▸ Article:
----------------------------------------

« L'érudition du maître d'œuvre de la réédition régale l'amateur » par Libération

« Les Dieux du jazz soient loués, l'éditeur Patrick Frémeaux et Associés édite en avril le onzième volume de l'intégrale de leur premier génie, Louis Armstrong. Un génie ? Le Larousse nous apprend ceci : "une personne naturellement apte à créer des choses exceptionnelles". Premier soliste du jazz, le Louisianais déborde la définition. De 1925 à 1945, la moindre note de sa trompette décroche le paradis. Pas un de ses contemporains n'a échappé à l'influence. Le constat vaut pour les successeurs. Citons Miles Davis : "Vous savez, on ne peut rien jouer à la trompette que Louis Armstrong n'ait déjà joué - y compris le jazz d'aujourd'hui. J'aime sa conception moderne du jeu de la trompette, jamais il ne sonne. mal. Il joue sur le temps. On ne peut pas mal jouer quand on joue sur le temps avec un tel feeling".
Comme chanteur, Satchmo (son surnom) influence les musiciens de son temps. Lionel Hampton avoue qu'il se promenait sans manteau en hiver pour attraper froid. Avec la laryngite, le vibraphoniste escomptait attraper la voix rauque et chaleureuse de Louis. C'est dire la valeur du moindre son de l'Intégrale de Frémeaux. Le label a confié la recherche des bandes à Daniel Nevers. "Ils y tenaient absolument", se souvient le musicologue. Miracle, le chercheur a exhumé des merveilles. Sur les échafaudages des collectionneurs du monde entier, attendaient notamment des enregistrements sur laque réalisés par des particuliers. Daniel Nevers est connecté au réseau. Je le rencontre chez lui, la caverne d'Ali Baba au cœur de Maisons-Alfort, aux portes de Paris.
Aussitôt arrivé, je repars vers un voyage dans le temps. "Dans les années vingt, une firme de Créteil, la maison Pyrolac, invente un procédé de gravure directe pour les particuliers. Le matériel s'avérait encombrant, fragile, et n'était pas à portée de toutes les bourses. Les auditeurs avaient la possibilité d'enregistrer chez eux des émissions de radio en direct des studios ou des clubs. Grâce à eux, une part des émissions put être sauvée. Il était possible d'écouter le disque gravé sur le champ. On appelait l'objet une pyrale. En quelque sorte l'équivalent des Polaroïds pour la photo. Les Américains ont compris l'intérêt des pyrales. Ils ont rapidement commercialisé les laques enregistrables". Les laques en question apparaissent lors de ventes ou de successions. Sur Louis, Nevers ne tarit pas. L'Oncle Sam juge Satchmo (40 ans en 1941) trop âgé pour endosser l'uniforme après Pearl Harbour. Il restera sur le Nouveau Continent. Mission : entretenir le moral de la population... et des troupes.

----------------------------------------

▸ Consignes:
1. Imprimez le passage de l'article sur Louis Armstrong qui commence aux mots « Comme chanteur, Satchmo » et s'arrête après les mots « portes de Paris. ».
2. Réécrivez en entier, et seulement celles-là, les lignes de la liste allant de celle qui contient « Spot the pergola » jusqu'à celle qui contient « x=157, y=100 », toutes deux comprises. Augmentez chaque coordonnée de 97.
L'article et la liste n'ont aucun lien entre eux.

----------------------------------------

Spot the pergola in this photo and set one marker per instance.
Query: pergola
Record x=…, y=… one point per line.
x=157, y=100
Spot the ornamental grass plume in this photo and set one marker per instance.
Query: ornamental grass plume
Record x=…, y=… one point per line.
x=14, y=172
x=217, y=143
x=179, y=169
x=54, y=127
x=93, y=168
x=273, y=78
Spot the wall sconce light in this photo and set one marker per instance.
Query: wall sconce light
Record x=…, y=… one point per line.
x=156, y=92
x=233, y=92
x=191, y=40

----------------------------------------

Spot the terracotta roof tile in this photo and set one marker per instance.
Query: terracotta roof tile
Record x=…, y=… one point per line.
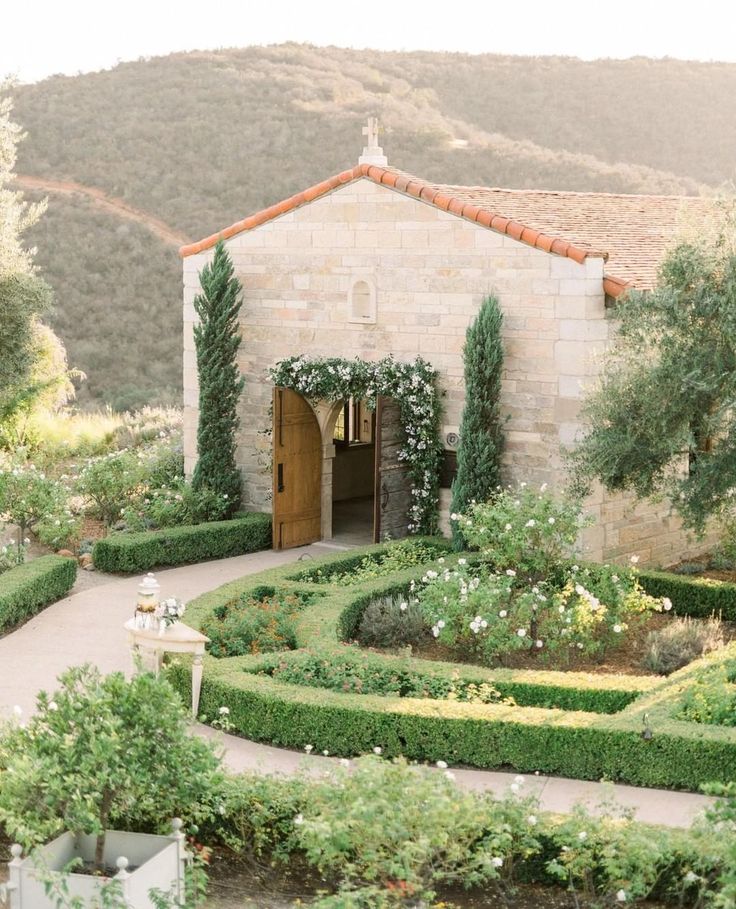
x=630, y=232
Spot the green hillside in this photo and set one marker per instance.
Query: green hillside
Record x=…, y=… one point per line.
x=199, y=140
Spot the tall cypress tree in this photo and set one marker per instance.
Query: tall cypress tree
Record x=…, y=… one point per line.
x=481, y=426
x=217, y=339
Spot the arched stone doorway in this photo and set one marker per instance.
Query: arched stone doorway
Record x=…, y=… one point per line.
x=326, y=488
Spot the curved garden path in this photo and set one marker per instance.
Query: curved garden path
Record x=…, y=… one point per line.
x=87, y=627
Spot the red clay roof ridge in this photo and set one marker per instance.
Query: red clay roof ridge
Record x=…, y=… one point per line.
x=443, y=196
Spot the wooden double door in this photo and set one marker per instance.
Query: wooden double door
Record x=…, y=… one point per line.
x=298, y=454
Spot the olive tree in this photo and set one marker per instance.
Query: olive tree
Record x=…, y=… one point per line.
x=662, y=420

----------------------------------------

▸ Corrigés:
1.
Comme chanteur, Satchmo (son surnom) influence les musiciens de son temps. Lionel Hampton avoue qu'il se promenait sans manteau en hiver pour attraper froid. Avec la laryngite, le vibraphoniste escomptait attraper la voix rauque et chaleureuse de Louis. C'est dire la valeur du moindre son de l'Intégrale de Frémeaux. Le label a confié la recherche des bandes à Daniel Nevers. "Ils y tenaient absolument", se souvient le musicologue. Miracle, le chercheur a exhumé des merveilles. Sur les échafaudages des collectionneurs du monde entier, attendaient notamment des enregistrements sur laque réalisés par des particuliers. Daniel Nevers est connecté au réseau. Je le rencontre chez lui, la caverne d'Ali Baba au cœur de Maisons-Alfort, aux portes de Paris.

2.
Spot the pergola in this photo and set one marker per instance.
Query: pergola
Record x=…, y=… one point per line.
x=254, y=197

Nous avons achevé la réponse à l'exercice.